Reading text:
■ ■ ■ ■ ■ ■ ■

These consolidated proceedings involve income-tax deficiencies for the year 1938. By deed the petitioners transferred to the Humble Oil & Refining Company certain lands, improvements thereon, and minerals therein, subject to the terms of a contemporaneous collateral agreement. The Tax Court held that the profit from the sale of the surface of the land and improvements was a capital gain, but that such part of the consideration as was attributable to the mineral rights represented a bonus or advance royalties.
There is no question here with respect to the surface of the land or the improvements, or as to the proper method of taxing the gain from the surface estate. It is well settled in Texas that the surface of realty may be severed and held separately from the title to the minerals.1 The only issue now presented is whether, for tax purposes, the transaction constituted a sale or a lease of the minerals, it being wholly neither, but having attributes of both; if a sale, then the cash so received was taxable under the capital-gains provision of the Revenue Act of 1938, Sec. 117, 26 U.S.C.A. Int.Rev.Acts, page 1061; if a lease, then such cash was taxable as depletable income under Section 22(a) and 23(m) of said act, 26 U.S.C.A. Int.Rev.Acts, pages 1008, 1014.

■ ■ ■ ■ ■ ■ ■

Dataset excerpt:

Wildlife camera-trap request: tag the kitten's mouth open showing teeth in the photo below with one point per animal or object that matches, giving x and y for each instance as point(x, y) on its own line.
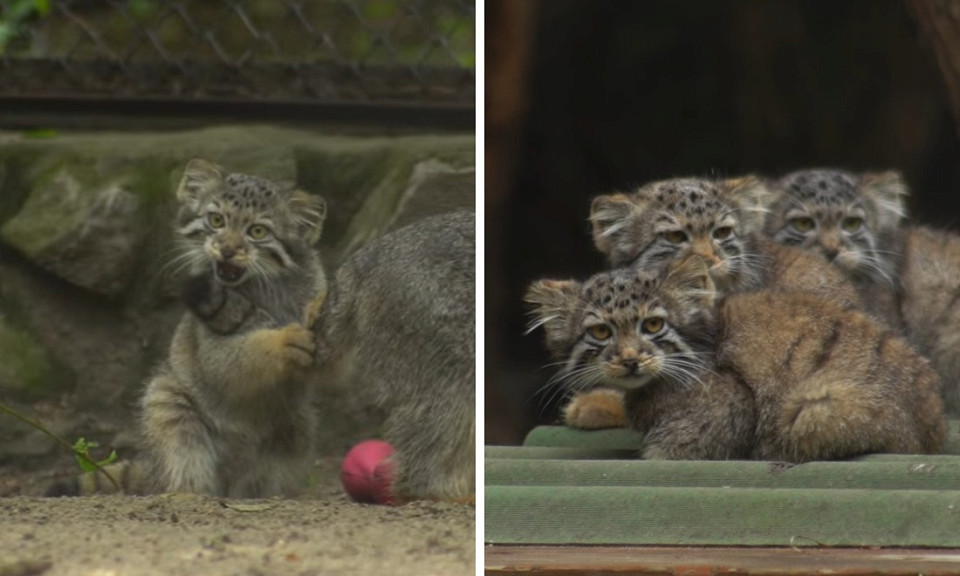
point(229, 273)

■ ■ ■ ■ ■ ■ ■

Job 1: Copy the part of the tax case text that begins with the words containing "There is no" and ends with "pages 1008, 1014.".
Job 2: Resume the tax case text after its final sentence and keep writing.

Task result 1:
There is no question here with respect to the surface of the land or the improvements, or as to the proper method of taxing the gain from the surface estate. It is well settled in Texas that the surface of realty may be severed and held separately from the title to the minerals.1 The only issue now presented is whether, for tax purposes, the transaction constituted a sale or a lease of the minerals, it being wholly neither, but having attributes of both; if a sale, then the cash so received was taxable under the capital-gains provision of the Revenue Act of 1938, Sec. 117, 26 U.S.C.A. Int.Rev.Acts, page 1061; if a lease, then such cash was taxable as depletable income under Section 22(a) and 23(m) of said act, 26 U.S.C.A. Int.Rev.Acts, pages 1008, 1014.

Task result 2:
In determining the character of the contract, we are dealing with a deed and a contemporaneous written agreement. We may look not only to the language employed in both instruments, but to the circumstances surrounding the parties when the instruments were executed.2 Prior to that time, J. M. West told Humble that he wanted to sell the properties. Humble was interested in the right to develop the lands for oil and gas; that was its business. It negotiated with West to acquire the properties for that purpose. Humble’s complete lack of interest in the surface was demonstrated by its leasing of the land to West for grazing and agricultural purposes. All this was shown by the evidence and found by the Tax Court.
*726Under the terms of the deed and agreement, the parties did not undertake to convey the entire interest of the grantors in the minerals. The granting, habendum, and general warranty clauses contained words of limitation excepting from the conveyance and retaining in the grantors specific mineral rights amounting in some instances to three-eighths thereof. The only language in the instruments that specifically referred to mineral interests acquired thereunder provided that Humble should be entitled to the conveyed percentage of all oil, gas, and other minerals produced from the property after seven o’clock a. m., December 28, 1938. On the date of the deed a division order was executed in which the parties certified that Humble was the owner of a five-eighths interest and West a three-eighths interest in all oil produced from the tract therein described. Similar division orders, where the interests varied, were executed by the parties covering other productive portions of the land involved. The situation here is distinguishable from Helvering v. Elbe Oil Land Company, 303 U.S. 372, 58 S.Ct. 621, 82 L.Ed. 904, where the contract provided for the absolute sale of all the property, including the oil and gas in place, without the retention by the taxpayer of any interest therein.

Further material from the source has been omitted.